### Page extract
# 20 Gallon - Tanganyika Shell Bed



## moop (Oct 17, 2011)

I've had this tank setup for over a month now. I've Decided to stock it with 4 - 5 Neolamprologus multifasciatus (not yet purchased). inside the tank is about 12 lbs of sand. Many Many turbo snail shells and wale eye shells. I also stacked a few granite river rocks to make a cave for additional hiding space.

equiptment - 

tank - Standard 20 Long
Heater - 100 watt submersible
lighting - Marineland Daylight/Moonlight LED light bar
Filter - Aqueon 10 Power Filter



Ill try to take some better pictures when I have some natural light coming into my house...

can't wait to get it stocked!


----------



## SuckMyCichlids (Nov 5, 2011)

hey where did you get those shells? i love how they look on the sand, is that the black and white carribisea cichlid sand?


----------



## Rob72 (Apr 2, 2011)

very cool setup


----------



## moop (Oct 17, 2011)

the whale eyes and turbo snail shells came from different sellers on ebay. there are some other shells that I believe are other turbo snail shells that came from Bahia de San Francisco, Baja Mexico.. the sand is just some dry bulk the LFS has on stock all the time.. 



------ still have not made it to the LFS to purchase the fish but I think the tank is ready


----------

### Requests
- A) In the shell-bed tank thread, which filter runs on the 20 Long?
- B) Copy the records verbatim, from the line containing "Where can the large" through the end of the records.

### Data rows
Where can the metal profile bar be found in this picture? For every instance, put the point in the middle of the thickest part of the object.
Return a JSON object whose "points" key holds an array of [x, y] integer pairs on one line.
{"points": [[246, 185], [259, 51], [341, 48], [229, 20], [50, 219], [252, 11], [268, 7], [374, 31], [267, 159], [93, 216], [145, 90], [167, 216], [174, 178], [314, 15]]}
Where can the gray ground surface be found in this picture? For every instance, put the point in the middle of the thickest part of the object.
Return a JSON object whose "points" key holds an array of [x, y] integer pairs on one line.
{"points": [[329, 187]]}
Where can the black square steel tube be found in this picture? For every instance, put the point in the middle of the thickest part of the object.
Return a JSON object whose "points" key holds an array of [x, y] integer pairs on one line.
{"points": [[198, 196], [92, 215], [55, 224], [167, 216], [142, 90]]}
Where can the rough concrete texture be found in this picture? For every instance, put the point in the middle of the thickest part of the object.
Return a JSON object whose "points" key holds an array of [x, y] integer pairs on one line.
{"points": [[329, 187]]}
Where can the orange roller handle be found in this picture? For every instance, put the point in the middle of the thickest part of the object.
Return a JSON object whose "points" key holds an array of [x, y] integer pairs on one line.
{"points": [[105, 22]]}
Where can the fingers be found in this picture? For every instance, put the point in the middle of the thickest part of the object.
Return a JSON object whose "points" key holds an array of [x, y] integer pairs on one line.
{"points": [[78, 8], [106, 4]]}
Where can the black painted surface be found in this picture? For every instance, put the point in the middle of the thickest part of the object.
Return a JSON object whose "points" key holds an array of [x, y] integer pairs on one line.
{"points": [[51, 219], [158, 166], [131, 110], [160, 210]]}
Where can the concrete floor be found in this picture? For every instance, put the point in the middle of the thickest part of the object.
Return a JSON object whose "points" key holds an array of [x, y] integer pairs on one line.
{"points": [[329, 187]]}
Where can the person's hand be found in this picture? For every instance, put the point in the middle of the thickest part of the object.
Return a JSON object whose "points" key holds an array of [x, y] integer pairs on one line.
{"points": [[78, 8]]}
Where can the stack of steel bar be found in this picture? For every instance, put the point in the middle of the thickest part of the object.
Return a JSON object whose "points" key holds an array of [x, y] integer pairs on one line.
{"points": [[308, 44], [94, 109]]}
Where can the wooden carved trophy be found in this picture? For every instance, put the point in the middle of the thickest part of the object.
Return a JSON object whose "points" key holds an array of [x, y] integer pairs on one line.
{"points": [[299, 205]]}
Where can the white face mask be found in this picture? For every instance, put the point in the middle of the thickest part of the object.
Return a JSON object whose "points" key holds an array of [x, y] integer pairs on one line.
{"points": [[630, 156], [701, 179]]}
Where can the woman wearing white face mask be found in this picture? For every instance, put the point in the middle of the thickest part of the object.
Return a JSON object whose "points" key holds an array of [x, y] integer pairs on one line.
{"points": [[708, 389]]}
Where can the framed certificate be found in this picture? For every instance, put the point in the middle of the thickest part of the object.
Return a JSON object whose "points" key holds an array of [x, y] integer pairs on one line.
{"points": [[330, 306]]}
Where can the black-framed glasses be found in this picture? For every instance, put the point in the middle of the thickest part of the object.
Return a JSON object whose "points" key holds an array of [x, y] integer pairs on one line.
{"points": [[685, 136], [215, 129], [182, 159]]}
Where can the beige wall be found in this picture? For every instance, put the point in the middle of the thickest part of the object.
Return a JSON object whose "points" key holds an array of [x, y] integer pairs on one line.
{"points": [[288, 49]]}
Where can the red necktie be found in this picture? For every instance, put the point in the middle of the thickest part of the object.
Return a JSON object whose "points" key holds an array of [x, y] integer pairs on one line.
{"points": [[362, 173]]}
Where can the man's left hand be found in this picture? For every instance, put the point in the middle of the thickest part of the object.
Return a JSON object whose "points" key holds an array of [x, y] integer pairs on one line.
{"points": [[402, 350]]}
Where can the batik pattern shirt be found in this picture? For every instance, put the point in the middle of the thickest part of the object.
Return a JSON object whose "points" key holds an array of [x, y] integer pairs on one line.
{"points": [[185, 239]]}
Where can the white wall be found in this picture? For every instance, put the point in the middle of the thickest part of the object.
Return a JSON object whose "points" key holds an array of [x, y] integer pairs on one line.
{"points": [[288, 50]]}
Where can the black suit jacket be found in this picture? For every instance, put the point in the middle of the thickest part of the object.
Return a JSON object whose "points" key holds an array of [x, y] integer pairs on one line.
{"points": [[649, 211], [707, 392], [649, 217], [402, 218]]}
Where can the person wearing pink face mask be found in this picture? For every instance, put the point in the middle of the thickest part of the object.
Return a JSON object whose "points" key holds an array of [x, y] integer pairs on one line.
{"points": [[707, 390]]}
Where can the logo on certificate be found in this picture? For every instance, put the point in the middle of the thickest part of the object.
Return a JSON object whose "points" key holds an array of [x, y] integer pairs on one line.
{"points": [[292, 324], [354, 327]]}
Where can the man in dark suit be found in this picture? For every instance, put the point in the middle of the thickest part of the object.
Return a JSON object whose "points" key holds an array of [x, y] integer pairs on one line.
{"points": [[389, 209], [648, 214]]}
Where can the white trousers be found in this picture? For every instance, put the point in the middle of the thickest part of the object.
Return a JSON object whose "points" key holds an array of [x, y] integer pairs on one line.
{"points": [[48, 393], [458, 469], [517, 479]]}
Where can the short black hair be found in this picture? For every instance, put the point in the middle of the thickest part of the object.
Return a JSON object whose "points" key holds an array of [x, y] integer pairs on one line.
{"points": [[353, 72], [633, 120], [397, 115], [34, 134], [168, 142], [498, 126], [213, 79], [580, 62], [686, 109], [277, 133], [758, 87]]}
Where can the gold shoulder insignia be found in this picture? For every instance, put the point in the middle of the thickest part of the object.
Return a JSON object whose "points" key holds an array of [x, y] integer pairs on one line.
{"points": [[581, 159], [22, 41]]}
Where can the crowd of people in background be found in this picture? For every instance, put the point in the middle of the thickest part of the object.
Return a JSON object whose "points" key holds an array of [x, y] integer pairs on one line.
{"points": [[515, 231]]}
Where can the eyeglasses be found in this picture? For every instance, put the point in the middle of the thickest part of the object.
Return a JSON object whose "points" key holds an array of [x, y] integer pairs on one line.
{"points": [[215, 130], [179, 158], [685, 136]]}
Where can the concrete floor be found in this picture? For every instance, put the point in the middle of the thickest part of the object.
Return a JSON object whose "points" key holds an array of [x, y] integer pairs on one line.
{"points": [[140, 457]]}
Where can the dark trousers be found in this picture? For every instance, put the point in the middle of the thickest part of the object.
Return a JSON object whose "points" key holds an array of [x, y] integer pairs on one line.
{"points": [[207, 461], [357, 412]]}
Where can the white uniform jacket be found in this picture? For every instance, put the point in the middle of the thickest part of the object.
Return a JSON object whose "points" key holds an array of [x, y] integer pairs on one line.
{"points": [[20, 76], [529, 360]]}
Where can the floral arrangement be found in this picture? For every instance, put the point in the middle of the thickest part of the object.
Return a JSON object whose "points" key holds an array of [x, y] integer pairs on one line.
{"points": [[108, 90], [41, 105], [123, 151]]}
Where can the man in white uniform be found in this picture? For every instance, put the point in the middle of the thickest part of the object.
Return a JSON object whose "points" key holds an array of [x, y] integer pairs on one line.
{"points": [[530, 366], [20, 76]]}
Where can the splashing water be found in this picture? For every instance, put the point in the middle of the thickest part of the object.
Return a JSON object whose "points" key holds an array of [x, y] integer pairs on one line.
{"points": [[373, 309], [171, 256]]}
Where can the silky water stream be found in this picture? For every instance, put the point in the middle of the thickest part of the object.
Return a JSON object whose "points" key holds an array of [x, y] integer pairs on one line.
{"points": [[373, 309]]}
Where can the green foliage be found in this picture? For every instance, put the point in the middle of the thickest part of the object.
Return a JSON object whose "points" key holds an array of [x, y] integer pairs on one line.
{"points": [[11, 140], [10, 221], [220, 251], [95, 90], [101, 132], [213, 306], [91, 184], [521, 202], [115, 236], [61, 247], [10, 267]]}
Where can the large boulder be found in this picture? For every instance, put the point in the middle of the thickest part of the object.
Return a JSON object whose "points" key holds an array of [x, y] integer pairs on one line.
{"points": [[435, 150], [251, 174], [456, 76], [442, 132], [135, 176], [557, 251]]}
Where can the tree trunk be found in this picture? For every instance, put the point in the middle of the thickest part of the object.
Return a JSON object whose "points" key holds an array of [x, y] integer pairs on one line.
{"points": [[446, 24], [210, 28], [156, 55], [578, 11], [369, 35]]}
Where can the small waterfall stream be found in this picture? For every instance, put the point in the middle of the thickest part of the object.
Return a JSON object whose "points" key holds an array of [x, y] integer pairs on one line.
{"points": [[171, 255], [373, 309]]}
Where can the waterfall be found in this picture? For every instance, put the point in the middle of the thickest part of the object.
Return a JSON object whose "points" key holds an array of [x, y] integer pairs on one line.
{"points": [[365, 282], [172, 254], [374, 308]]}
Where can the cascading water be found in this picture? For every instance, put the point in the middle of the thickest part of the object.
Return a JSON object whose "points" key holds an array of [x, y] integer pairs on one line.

### Expected answers
- A) An Aqueon 10 Power Filter.

- B)
Where can the large boulder be found in this picture? For every instance, put the point in the middle of the thickest part of the object.
Return a JSON object whose "points" key holds an array of [x, y] integer pairs on one line.
{"points": [[435, 150], [251, 174], [456, 76], [442, 132], [135, 176], [557, 251]]}
Where can the tree trunk be found in this picture? For every instance, put the point in the middle of the thickest part of the object.
Return a JSON object whose "points" key holds an array of [x, y] integer pairs on one line.
{"points": [[446, 24], [210, 28], [156, 55], [578, 11], [369, 35]]}
Where can the small waterfall stream be found in this picture? For every instance, put the point in the middle of the thickest part of the object.
Return a JSON object whose "points" key holds an array of [x, y] integer pairs on one line.
{"points": [[171, 255], [373, 309]]}
Where can the waterfall be found in this picture? For every instance, put the point in the middle of the thickest part of the object.
Return a JSON object whose "points" key holds an array of [x, y] integer pairs on one line.
{"points": [[365, 282], [172, 254], [374, 308]]}
Where can the cascading water be found in this picture? For every instance, put the point in the middle of the thickest part of the object.
Return a JSON object whose "points" key holds an array of [x, y] integer pairs on one line.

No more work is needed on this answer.